*** TEKS BACAAN ***

Nama Surabaja (Surabaya) dan Boja-nagara (Bojonegoro) yang dihubungkan dengan (orang-orang) Bhoja (Dokpri)
Nama Surabaja (Surabaya) dan Boja-nagara (Bojonegoro) yang dihubungkan dengan (orang-orang) Bhoja (Dokpri)

Berbeda dengan nama “Bojanagara” (Bojonegoro), di mana kata/nama “B(h)oja” menjadi bagian dari nama tersebut, memahami bagaimana nama “Bhoja” dikaitkan dengan “Surabaya” tentu jauh lebih sulit. Apakah kata “-baya” dalam kata “Surabaya” berasal dari kata “B(h)oja”? Lalu, aturan apa yang melandasi perubahan atau adakah bukti kebiasaan/pola/tradisi yang mengubah huruf “j” menjadi “y” yang membuat elemen “-baya” (bisa dibuktikan) memang berasal dari kata “B(h)oja”? Sejujurnya, penulis tidak mengetahui permasalahan ini. Hanya saja, sedikit catatan, bahasa Madura untuk Surabaya adalah “Sorbhâjâ”. Apakah hal ini cukup membuktikan hubungan yang ada? Entahlah...

***

- **SOAL**
Tulis ulang dengan tepat bagian teks bacaan tentang asal-usul nama Surabaya mulai dari “Berbeda dengan nama” sampai dengan “yang ada? Entahlah...”, termasuk kedua bagian tersebut. Entri yang tercantum setelah teks ini tidak diperlukan.

*** DATA MENTAH ***

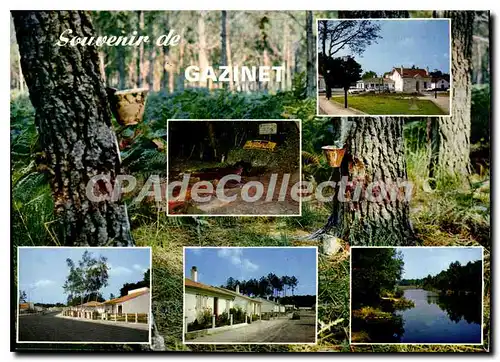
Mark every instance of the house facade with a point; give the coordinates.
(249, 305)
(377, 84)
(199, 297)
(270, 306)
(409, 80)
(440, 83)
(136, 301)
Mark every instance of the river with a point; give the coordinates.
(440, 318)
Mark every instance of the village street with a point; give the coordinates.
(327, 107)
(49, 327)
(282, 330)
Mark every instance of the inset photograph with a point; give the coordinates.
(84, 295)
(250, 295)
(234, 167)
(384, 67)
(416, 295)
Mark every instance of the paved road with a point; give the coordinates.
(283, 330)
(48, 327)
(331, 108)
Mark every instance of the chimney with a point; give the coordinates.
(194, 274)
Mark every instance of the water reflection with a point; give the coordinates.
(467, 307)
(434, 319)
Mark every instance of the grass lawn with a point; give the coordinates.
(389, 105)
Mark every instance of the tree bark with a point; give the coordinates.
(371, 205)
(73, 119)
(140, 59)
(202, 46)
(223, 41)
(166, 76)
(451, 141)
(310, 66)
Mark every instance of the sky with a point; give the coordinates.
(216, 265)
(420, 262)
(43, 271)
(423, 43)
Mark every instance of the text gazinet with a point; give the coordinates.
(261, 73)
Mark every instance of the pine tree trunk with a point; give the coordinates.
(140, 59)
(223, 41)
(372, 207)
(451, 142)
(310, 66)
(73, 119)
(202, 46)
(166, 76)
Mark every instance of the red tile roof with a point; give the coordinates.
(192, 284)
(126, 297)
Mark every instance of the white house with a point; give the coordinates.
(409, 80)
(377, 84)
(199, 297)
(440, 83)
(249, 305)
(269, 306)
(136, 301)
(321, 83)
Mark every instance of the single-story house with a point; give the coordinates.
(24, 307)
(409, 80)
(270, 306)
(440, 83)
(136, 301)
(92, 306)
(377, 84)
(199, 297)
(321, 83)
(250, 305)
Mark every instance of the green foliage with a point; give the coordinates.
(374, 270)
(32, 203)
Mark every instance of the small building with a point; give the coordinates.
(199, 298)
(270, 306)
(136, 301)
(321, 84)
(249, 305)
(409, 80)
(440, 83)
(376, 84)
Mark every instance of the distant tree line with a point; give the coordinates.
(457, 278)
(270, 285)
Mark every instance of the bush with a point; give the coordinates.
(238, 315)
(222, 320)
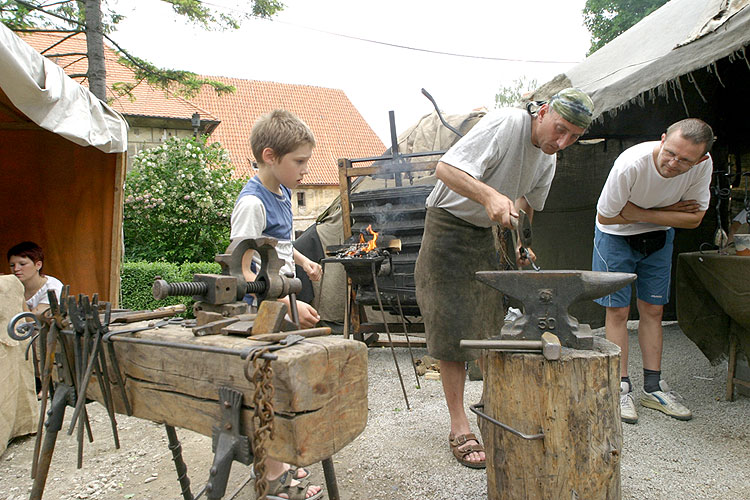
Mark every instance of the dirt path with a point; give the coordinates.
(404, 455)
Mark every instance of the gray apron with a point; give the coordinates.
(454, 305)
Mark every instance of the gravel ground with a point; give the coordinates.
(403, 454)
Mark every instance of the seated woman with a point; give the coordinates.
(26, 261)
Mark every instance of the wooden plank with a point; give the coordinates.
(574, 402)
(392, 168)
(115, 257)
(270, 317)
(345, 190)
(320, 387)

***

- **JAWABAN SOAL**
Berbeda dengan nama “Bojanagara” (Bojonegoro), di mana kata/nama “B(h)oja” menjadi bagian dari nama tersebut, memahami bagaimana nama “Bhoja” dikaitkan dengan “Surabaya” tentu jauh lebih sulit. Apakah kata “-baya” dalam kata “Surabaya” berasal dari kata “B(h)oja”? Lalu, aturan apa yang melandasi perubahan atau adakah bukti kebiasaan/pola/tradisi yang mengubah huruf “j” menjadi “y” yang membuat elemen “-baya” (bisa dibuktikan) memang berasal dari kata “B(h)oja”? Sejujurnya, penulis tidak mengetahui permasalahan ini. Hanya saja, sedikit catatan, bahasa Madura untuk Surabaya adalah “Sorbhâjâ”. Apakah hal ini cukup membuktikan hubungan yang ada? Entahlah...